>> begin Data shown

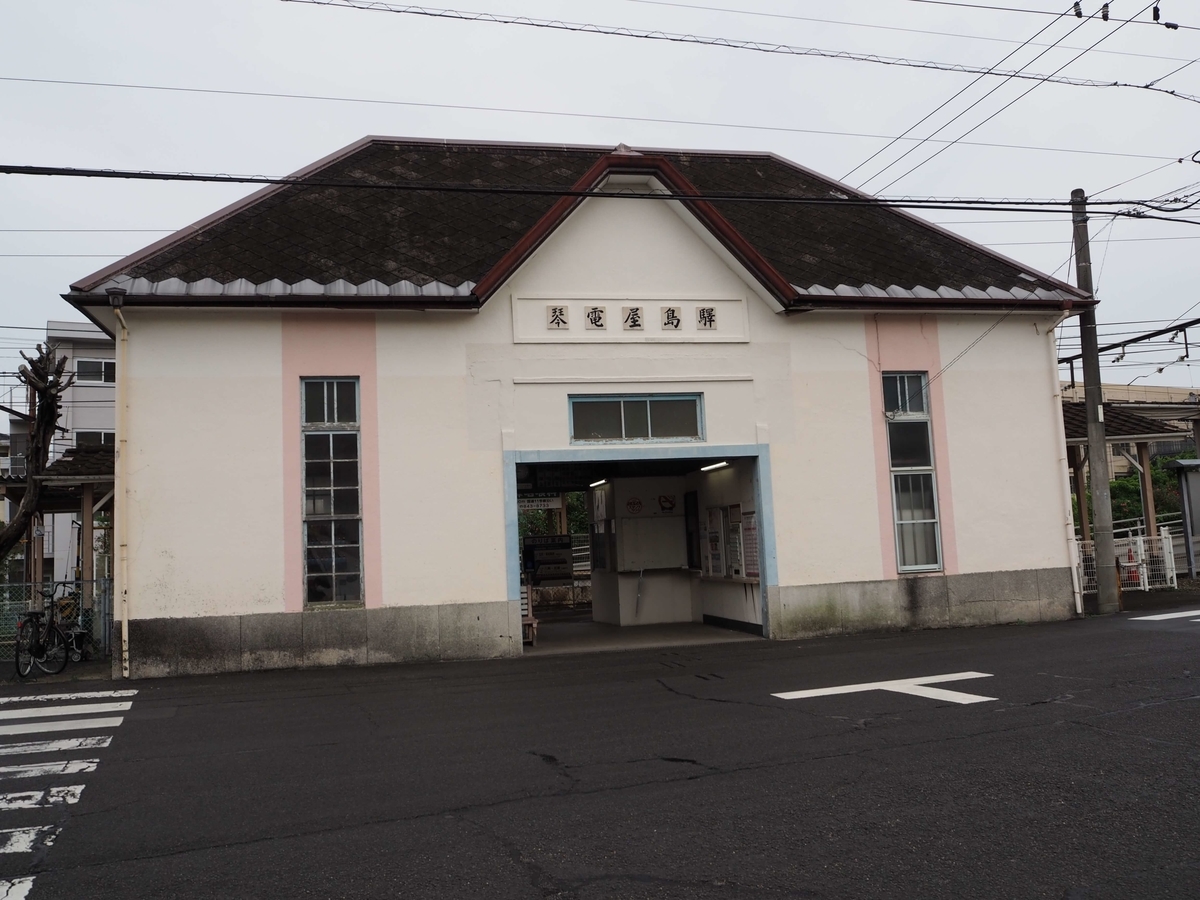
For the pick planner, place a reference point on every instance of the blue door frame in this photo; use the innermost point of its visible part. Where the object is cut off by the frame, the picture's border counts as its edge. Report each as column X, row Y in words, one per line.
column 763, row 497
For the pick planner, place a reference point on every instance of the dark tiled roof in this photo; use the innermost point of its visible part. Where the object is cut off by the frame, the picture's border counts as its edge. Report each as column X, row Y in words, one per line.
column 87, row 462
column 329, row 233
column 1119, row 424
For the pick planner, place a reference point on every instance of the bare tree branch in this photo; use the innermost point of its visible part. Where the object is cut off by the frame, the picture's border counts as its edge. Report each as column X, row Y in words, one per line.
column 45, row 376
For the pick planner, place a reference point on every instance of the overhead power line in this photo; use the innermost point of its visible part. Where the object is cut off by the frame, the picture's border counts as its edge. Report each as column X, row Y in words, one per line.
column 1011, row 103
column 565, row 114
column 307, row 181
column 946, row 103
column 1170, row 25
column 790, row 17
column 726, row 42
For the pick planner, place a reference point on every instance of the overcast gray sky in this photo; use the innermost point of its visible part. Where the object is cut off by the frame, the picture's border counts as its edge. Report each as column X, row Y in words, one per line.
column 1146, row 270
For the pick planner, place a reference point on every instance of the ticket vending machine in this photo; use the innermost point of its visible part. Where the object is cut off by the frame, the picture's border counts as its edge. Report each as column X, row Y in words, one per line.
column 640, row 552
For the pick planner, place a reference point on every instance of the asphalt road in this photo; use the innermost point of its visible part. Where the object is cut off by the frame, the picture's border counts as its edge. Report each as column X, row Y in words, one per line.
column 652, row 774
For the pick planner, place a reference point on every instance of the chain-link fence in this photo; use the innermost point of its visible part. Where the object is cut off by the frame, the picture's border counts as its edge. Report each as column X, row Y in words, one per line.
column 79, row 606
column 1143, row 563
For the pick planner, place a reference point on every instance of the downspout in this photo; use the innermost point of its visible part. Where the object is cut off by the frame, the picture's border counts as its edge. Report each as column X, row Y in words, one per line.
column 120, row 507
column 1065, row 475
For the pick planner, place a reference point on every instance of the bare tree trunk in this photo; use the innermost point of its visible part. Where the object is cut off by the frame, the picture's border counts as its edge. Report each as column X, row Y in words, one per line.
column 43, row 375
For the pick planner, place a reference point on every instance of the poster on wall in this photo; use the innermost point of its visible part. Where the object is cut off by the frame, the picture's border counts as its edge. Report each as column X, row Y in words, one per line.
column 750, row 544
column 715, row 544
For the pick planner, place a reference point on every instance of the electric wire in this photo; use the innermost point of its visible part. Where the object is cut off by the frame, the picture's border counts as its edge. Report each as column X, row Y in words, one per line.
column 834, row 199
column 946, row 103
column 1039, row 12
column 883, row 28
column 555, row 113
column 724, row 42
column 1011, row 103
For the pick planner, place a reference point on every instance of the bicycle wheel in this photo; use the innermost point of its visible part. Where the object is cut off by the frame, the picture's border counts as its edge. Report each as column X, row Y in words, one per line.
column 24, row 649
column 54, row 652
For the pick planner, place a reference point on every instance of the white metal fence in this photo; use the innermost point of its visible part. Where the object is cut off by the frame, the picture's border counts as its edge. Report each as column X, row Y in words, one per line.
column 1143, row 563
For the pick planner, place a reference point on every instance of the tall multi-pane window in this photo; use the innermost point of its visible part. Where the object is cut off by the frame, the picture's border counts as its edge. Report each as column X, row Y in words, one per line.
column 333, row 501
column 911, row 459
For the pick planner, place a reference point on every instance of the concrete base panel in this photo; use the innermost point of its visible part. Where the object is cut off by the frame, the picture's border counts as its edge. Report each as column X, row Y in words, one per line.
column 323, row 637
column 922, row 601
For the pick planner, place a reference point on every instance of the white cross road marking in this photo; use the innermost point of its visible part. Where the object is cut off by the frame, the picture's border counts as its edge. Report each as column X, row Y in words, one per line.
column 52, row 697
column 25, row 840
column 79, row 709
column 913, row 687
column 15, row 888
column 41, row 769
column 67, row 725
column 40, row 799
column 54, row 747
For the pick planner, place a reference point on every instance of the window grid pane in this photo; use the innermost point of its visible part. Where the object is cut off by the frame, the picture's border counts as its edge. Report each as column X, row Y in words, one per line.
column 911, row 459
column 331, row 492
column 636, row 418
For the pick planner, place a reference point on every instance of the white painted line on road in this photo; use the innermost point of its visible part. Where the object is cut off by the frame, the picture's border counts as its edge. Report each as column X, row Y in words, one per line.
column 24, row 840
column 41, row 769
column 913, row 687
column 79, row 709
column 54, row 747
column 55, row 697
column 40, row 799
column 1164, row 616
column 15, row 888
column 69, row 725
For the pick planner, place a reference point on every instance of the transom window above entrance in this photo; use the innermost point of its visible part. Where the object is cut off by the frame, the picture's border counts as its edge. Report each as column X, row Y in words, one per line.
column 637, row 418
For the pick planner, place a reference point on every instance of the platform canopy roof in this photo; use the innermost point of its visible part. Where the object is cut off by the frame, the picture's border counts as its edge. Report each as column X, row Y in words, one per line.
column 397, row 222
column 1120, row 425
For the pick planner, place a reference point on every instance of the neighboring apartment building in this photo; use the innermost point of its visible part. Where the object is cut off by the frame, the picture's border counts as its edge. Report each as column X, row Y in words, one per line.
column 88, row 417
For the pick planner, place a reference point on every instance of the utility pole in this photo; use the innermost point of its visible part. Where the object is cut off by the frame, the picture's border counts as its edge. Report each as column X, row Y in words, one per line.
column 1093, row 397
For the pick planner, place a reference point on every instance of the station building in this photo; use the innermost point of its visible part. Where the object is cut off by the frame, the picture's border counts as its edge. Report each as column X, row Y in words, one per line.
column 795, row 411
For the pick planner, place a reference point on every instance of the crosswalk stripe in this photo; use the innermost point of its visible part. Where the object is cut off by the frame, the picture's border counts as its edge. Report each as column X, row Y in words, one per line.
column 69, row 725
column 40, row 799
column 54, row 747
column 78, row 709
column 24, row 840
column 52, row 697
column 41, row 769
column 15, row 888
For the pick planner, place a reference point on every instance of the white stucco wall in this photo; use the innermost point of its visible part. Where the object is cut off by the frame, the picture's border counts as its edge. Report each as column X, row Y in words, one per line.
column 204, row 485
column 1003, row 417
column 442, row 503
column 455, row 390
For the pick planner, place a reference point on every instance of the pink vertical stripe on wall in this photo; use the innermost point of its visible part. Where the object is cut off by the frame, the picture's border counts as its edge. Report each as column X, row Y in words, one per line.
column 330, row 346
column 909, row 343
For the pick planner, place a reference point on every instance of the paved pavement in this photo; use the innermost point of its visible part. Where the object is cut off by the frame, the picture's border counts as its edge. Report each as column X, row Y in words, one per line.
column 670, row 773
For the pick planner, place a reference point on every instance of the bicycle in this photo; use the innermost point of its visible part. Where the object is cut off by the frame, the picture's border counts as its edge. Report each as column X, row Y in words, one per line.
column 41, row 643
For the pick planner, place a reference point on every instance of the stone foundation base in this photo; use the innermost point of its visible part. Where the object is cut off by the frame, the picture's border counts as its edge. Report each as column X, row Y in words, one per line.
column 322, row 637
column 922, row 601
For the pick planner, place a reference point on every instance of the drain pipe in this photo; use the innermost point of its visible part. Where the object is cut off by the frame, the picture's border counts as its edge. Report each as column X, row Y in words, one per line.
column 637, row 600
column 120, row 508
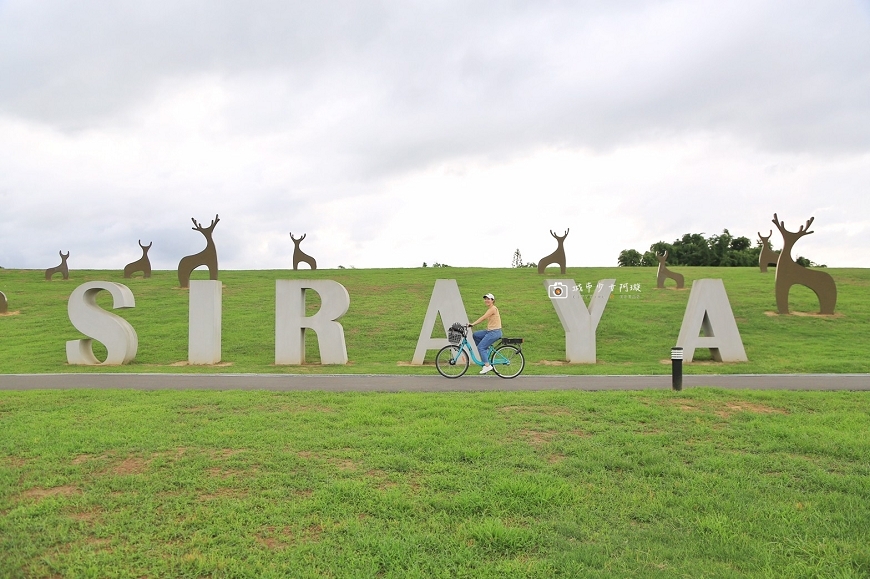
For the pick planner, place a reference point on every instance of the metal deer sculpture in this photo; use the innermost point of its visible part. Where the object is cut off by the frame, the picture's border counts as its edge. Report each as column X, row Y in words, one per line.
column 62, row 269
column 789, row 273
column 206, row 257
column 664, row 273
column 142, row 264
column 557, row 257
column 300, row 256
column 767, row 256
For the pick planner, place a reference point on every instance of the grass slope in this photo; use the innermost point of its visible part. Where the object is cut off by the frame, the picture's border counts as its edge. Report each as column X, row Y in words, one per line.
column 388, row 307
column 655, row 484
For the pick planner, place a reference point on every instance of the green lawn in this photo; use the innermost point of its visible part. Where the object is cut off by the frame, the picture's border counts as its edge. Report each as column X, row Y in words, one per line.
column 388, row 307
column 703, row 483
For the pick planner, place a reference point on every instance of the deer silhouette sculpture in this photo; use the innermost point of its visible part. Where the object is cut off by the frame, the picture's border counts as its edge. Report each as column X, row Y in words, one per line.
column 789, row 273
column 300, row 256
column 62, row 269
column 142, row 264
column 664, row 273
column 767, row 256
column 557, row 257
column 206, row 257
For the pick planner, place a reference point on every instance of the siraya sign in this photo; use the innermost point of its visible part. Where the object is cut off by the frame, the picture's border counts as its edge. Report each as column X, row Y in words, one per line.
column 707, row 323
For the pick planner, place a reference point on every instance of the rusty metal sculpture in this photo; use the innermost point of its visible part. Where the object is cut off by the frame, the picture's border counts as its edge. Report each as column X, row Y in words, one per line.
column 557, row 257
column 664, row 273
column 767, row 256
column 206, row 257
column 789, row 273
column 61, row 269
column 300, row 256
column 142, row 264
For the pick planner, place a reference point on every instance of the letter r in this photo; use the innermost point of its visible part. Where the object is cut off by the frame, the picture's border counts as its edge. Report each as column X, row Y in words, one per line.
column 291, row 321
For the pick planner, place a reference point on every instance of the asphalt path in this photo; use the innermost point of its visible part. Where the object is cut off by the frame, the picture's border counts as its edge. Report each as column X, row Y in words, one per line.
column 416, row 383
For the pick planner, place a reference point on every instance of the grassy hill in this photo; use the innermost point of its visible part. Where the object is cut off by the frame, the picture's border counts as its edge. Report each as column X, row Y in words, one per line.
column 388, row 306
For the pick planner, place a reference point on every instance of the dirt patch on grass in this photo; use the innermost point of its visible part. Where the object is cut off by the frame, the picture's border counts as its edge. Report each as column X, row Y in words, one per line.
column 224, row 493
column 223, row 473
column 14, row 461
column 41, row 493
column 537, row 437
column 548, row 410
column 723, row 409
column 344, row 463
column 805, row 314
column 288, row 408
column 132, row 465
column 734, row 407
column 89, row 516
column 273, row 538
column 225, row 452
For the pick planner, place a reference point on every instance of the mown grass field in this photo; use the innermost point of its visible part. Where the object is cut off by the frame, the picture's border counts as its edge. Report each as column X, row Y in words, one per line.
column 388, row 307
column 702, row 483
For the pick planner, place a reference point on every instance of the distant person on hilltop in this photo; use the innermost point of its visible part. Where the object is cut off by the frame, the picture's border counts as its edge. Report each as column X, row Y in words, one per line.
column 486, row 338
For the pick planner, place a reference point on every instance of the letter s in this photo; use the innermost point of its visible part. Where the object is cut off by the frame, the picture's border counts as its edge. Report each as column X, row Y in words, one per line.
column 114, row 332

>> end Data shown

__Given task__: Copy the lines above word for word, beginning with the line that contains "of the overhead" and ending after the line that contains "column 565, row 114".

__Exercise response__:
For the pick planner, place a reference point on every instance of the overhead power line in this photo; use the innermost point of its visible part. Where the object is cut off by the frame, the picture's border counts as its edge. Report each as column X, row Y in words, one per line.
column 1011, row 103
column 565, row 114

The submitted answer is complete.